*INFORMATION GIVEN*.
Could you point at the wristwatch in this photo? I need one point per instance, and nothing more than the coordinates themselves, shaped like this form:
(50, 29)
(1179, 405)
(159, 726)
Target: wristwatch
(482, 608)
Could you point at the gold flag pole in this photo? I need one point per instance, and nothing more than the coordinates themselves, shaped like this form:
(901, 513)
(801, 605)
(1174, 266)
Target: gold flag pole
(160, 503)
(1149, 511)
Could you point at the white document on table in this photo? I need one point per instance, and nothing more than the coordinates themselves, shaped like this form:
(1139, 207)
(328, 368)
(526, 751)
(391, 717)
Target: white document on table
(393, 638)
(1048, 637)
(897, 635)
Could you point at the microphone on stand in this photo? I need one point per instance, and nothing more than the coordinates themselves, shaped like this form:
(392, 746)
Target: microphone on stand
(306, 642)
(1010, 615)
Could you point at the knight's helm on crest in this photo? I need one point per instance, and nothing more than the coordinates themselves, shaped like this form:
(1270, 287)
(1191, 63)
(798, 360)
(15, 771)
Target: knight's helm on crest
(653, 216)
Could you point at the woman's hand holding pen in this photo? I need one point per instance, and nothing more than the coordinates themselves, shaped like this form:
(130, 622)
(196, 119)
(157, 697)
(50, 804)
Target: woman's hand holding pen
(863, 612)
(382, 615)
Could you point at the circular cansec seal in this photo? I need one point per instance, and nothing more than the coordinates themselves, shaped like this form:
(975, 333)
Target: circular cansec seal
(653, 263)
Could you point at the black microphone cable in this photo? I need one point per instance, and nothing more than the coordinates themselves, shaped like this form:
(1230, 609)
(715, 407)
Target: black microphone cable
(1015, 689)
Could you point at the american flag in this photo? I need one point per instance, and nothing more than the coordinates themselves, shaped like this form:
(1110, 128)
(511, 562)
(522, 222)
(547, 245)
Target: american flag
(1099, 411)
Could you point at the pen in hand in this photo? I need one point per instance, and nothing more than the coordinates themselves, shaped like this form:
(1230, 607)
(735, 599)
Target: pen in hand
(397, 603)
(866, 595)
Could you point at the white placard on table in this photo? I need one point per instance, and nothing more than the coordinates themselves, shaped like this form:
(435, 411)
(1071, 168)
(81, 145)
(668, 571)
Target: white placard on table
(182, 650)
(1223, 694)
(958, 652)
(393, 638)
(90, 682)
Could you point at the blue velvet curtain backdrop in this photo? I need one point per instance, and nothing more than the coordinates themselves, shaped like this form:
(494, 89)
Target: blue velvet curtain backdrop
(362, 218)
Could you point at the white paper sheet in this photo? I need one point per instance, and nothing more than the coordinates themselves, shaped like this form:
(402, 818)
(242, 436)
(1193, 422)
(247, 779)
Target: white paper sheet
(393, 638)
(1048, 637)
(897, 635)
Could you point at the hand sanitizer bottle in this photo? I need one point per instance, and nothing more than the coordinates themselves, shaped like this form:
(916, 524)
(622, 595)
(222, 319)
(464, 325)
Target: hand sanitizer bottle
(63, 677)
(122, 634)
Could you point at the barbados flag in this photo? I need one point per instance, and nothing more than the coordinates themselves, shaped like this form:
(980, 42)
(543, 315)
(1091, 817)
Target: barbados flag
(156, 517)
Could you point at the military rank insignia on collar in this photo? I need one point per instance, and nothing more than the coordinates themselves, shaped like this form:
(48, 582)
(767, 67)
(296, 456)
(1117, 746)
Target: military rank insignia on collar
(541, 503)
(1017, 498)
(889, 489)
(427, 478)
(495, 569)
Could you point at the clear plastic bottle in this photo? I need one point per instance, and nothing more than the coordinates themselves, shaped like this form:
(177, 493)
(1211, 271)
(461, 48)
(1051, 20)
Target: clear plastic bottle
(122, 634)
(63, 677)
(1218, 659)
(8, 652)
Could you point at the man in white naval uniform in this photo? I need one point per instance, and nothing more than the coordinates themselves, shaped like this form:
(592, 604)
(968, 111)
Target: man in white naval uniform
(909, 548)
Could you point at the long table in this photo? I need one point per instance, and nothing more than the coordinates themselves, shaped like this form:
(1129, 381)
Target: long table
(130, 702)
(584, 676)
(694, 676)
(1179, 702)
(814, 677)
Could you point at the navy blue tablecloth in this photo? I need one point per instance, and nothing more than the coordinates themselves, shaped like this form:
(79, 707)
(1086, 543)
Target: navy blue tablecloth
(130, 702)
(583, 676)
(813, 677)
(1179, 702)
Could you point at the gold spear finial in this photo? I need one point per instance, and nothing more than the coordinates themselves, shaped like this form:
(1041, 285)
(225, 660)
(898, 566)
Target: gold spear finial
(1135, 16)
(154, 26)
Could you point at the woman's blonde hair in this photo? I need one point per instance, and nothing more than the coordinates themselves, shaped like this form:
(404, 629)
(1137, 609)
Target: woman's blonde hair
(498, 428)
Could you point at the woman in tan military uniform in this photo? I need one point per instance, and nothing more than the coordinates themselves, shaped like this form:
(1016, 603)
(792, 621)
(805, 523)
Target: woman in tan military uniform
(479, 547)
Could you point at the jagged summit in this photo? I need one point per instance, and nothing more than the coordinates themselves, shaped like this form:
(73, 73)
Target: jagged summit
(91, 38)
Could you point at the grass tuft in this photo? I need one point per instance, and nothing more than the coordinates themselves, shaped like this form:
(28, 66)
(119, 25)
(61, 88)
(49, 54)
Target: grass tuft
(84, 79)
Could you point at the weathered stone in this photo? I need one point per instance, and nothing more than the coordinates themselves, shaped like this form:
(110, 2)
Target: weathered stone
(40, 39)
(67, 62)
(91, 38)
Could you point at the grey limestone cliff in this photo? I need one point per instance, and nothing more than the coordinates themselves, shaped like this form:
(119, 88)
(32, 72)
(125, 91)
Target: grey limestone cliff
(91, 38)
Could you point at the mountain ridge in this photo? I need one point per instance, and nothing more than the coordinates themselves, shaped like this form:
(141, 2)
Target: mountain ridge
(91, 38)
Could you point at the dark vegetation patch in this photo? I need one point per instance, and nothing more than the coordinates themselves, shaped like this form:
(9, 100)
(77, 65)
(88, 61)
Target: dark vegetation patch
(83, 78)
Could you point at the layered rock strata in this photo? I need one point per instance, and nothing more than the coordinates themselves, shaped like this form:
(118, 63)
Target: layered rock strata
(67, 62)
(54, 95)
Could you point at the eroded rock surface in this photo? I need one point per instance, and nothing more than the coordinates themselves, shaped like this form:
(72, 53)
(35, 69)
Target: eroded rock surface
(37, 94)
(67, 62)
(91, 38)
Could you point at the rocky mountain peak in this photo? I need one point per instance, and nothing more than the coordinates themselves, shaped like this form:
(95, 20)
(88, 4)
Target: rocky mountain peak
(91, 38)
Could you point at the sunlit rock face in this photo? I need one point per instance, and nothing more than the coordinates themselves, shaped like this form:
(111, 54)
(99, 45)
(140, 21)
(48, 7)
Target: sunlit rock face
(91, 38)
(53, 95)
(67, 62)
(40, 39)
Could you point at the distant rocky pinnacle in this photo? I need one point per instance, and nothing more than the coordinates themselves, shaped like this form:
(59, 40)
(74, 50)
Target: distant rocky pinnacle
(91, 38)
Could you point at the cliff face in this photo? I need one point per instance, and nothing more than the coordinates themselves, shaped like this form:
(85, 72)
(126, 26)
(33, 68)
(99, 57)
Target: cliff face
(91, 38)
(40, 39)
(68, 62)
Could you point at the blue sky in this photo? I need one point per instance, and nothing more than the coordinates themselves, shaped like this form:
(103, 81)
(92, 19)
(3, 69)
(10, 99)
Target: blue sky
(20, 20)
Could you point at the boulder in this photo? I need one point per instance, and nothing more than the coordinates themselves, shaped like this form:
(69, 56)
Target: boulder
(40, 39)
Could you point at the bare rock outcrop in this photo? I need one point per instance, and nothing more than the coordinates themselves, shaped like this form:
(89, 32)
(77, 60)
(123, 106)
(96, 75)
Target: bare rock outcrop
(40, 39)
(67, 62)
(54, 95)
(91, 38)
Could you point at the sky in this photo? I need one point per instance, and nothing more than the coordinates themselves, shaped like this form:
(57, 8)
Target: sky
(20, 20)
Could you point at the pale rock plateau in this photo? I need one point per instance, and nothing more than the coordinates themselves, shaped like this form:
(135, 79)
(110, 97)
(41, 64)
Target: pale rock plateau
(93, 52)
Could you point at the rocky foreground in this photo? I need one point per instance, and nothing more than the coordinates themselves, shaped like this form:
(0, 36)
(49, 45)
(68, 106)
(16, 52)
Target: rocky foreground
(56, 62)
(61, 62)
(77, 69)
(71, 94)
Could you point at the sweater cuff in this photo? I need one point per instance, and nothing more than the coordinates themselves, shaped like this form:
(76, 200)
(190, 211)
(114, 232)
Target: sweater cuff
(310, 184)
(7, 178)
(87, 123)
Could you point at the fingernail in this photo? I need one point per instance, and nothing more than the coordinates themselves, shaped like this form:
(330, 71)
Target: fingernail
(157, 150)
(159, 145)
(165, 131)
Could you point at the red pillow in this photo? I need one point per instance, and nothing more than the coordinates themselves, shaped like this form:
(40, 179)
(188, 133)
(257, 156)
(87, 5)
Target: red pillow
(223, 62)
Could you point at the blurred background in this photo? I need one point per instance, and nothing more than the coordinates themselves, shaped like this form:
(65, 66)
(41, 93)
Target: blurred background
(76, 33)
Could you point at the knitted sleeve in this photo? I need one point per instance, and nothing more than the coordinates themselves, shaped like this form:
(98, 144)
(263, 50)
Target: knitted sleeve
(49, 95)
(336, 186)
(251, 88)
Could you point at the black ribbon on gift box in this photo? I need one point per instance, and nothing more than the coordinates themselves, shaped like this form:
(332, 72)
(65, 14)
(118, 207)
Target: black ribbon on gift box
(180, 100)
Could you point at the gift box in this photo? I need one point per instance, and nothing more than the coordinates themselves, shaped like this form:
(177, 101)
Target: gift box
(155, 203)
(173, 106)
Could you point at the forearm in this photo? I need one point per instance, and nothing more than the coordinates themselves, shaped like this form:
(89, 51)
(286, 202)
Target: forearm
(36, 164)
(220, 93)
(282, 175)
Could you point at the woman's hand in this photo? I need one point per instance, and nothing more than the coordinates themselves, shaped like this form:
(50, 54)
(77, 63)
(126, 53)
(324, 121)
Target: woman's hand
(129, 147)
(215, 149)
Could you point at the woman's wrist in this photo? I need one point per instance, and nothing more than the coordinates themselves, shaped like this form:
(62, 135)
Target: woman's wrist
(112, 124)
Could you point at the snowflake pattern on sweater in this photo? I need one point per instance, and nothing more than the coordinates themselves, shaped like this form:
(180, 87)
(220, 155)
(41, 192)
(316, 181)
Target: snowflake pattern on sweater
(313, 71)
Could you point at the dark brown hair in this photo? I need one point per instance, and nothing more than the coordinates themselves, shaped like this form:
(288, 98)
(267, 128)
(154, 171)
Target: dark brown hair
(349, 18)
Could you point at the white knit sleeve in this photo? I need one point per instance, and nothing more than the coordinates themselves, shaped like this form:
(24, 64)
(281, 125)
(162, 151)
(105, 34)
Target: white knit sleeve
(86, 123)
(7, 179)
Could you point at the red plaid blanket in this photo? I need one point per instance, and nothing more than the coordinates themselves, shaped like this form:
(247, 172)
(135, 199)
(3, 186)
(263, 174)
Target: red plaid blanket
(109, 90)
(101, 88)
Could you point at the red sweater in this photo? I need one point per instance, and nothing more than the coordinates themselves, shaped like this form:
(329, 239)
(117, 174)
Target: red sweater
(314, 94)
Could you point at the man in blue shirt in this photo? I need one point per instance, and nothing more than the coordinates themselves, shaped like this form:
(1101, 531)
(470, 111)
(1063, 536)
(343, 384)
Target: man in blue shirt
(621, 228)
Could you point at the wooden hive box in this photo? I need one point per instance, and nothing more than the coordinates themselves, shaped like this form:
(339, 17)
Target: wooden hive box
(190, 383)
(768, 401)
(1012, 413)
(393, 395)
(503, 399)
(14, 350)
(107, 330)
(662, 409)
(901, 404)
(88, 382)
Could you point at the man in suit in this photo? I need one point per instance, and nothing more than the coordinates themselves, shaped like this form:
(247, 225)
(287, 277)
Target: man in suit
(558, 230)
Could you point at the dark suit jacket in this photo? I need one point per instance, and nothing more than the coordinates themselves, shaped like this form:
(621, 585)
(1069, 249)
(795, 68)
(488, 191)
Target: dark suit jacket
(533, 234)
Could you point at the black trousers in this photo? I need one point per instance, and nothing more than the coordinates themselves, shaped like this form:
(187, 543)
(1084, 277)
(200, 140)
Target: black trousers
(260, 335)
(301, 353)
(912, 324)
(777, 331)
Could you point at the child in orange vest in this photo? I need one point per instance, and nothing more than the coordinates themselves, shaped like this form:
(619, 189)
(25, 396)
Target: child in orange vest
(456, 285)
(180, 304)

*WHAT IS BEING ASKED*.
Your answer must consist solely of the lines above between the line holding "Target: wristwatch" and the line holding "(1270, 287)", inclusive, copied exactly.

*ANSWER BELOW*.
Target: wristwatch
(482, 608)
Could you point at the gold flag pole in this photo? I need one point per instance, and nothing more than the coordinates themselves, shaped like this form:
(901, 513)
(801, 605)
(1174, 266)
Target: gold flag pole
(160, 503)
(1149, 511)
Could you point at the white document on table in this photo? I need one point per instance, and nothing more than the coordinates themselves, shaped like this form:
(1139, 207)
(328, 368)
(526, 751)
(391, 717)
Target: white document on table
(393, 638)
(1048, 637)
(897, 635)
Could you point at the microphone on stand in this photo? I need one point per instance, and nothing more than the coordinates themselves, shaped like this form:
(392, 746)
Target: microphone on stand
(306, 642)
(1010, 615)
Could you point at the knight's helm on crest in this photo? I need one point per instance, and nothing more than the coordinates themselves, shaped like this form:
(1270, 287)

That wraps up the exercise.